WHAT YOU HAVE TO DO: The expected response is the entire set of entries, copied exactly.

[Stored data]

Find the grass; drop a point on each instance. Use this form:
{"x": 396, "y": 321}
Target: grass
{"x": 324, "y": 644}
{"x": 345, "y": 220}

RESULT OF THIS EXERCISE:
Find the grass; drop a point on each instance. Use this form:
{"x": 396, "y": 321}
Target: grass
{"x": 324, "y": 644}
{"x": 345, "y": 220}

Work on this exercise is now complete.